The complaint about Jesus’ table companions is voiced on a
regular basis. It is an attempt to
discredit Him as He went about discrediting those connected to the Temple, and
it is a relatively prominent feature of the Gospel portraits of Jesus.
Considering the importance of the meal table in that day and time, this fact
should go a long, long way towards informing us about a major thrust of Jesus’
ministry, along with informing us as to a major focal point of the early church
and the oral traditions about Jesus, given their weight by His crucifixion and
Resurrection, that would eventually be codified as Gospels.
We can find some of this criticism taking place in the
seventh chapter of Luke. We read that “the Pharisees and the experts in
religious law rejected God’s purpose for themselves” (7:30a). Immediately
thereafter, Jesus launches into a monologue that will conclude with Jesus
reciting a regular accusation against Him (which also points out the
inseparable connection of His ministry and that of John the Baptist), saying
“For John the Baptist has come eating no bread and drinking no wine,” and thus
making no overt references, by his actions, to the messianic feast (which
should ideally accompany a pronouncement that the kingdom of God is at
hand), “and you say, ‘He has a demon!’ The Son of Man has come eating and
drinking,” messianic-ly proclaiming the kingdom along with engaging in regular
feasting, “and you say, ‘Look at Him, a glutton and a drunk, a friend of tax
collectors and sinners!’” (7:33-34) We
hear this in the context of the perceived threat to power, prestige, and
position that came with the sense that Jesus was presenting Himself as an adequate
stand-in for the Temple.
Considering this and looking to the fifteenth chapter of
Luke, we consider the regular complaint against Jesus, bearing in mind that the
hearers of Luke’s compilation of the life of Jesus have now heard this
complaint on several occasions. As they would expect, Jesus once again
ignores the complaint, which is a veiled accusation that He cannot possibly be
the messiah, and launches into a series of parables (the parable of the lost
sheep, the parable of the lost coin, and the parable of the compassionate
father---sometimes referred to as the parable of the prodigal son, though this
gets the focus of the parable wrong). In doing this (ignoring the complaint
and the accusation), Jesus maintains and builds upon the now well-aserted role
of rabbinic superiority over His challengers, which has been demonstrated, by
Luke’s telling (reflecting the stories about Jesus that would have been
circulating in a self-correcting oral tradition), through their repeated
inability to respond to Him.

» Aim
Please restate the stretch of the passage on Jesus' table companions from "The complaint about" through "codified as Gospels.", swapping "meal table" for "dining table".

» Data provided
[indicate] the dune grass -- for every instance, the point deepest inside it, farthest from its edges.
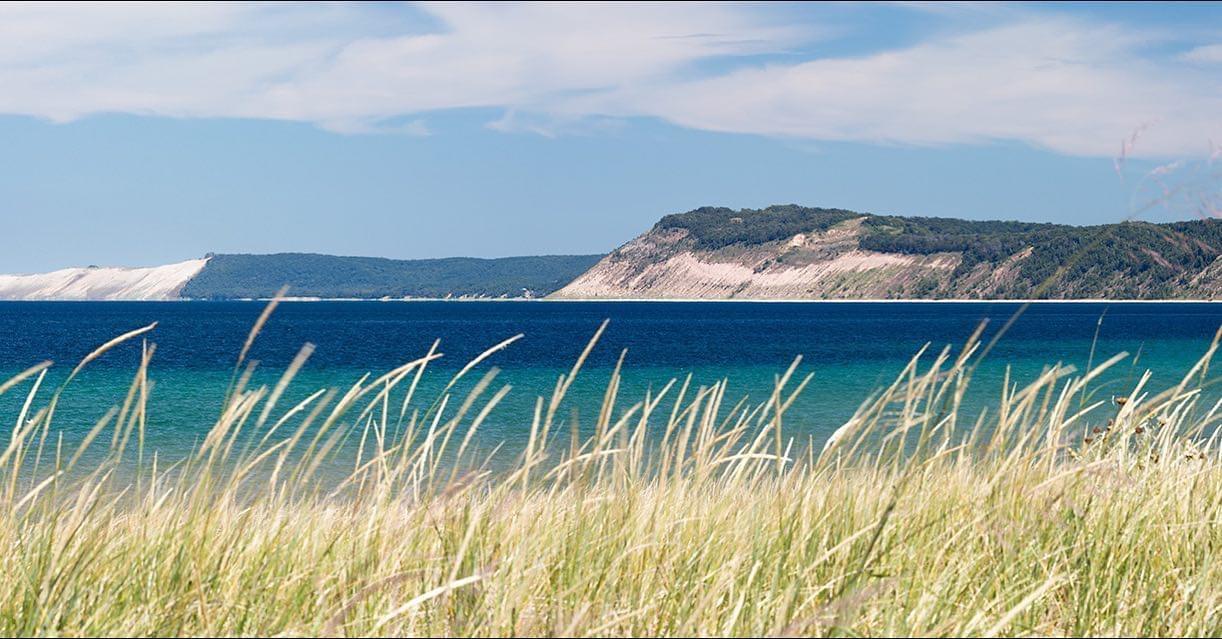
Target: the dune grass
(1057, 511)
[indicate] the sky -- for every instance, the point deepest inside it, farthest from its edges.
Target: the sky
(138, 133)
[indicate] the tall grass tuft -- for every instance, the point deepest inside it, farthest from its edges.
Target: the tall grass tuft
(1057, 511)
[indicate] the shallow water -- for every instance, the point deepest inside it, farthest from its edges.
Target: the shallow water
(852, 348)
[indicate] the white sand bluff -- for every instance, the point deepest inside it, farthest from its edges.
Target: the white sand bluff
(103, 282)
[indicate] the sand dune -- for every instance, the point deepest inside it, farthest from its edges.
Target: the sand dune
(103, 282)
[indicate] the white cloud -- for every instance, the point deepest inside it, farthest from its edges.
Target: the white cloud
(1206, 53)
(1050, 83)
(1062, 84)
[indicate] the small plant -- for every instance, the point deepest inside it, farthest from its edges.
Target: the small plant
(682, 514)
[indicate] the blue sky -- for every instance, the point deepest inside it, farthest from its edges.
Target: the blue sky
(142, 135)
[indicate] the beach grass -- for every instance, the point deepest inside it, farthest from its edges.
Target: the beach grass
(1058, 511)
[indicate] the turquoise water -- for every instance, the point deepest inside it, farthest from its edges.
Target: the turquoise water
(852, 348)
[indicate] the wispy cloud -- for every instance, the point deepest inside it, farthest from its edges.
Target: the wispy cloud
(1060, 83)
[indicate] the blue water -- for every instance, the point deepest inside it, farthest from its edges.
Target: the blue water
(851, 348)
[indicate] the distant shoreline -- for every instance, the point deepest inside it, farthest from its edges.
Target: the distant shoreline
(662, 299)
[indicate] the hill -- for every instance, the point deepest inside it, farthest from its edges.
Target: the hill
(790, 252)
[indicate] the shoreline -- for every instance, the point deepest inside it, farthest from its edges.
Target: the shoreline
(658, 299)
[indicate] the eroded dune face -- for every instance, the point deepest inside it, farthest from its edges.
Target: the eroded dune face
(661, 264)
(103, 282)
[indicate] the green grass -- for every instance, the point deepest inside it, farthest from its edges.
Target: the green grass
(684, 513)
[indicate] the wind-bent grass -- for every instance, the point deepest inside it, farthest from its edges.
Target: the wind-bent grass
(1056, 512)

» Completed exercise
The complaint about Jesus’ table companions is voiced on a
regular basis. It is an attempt to
discredit Him as He went about discrediting those connected to the Temple, and
it is a relatively prominent feature of the Gospel portraits of Jesus.
Considering the importance of the dining table in that day and time, this fact
should go a long, long way towards informing us about a major thrust of Jesus’
ministry, along with informing us as to a major focal point of the early church
and the oral traditions about Jesus, given their weight by His crucifixion and
Resurrection, that would eventually be codified as Gospels.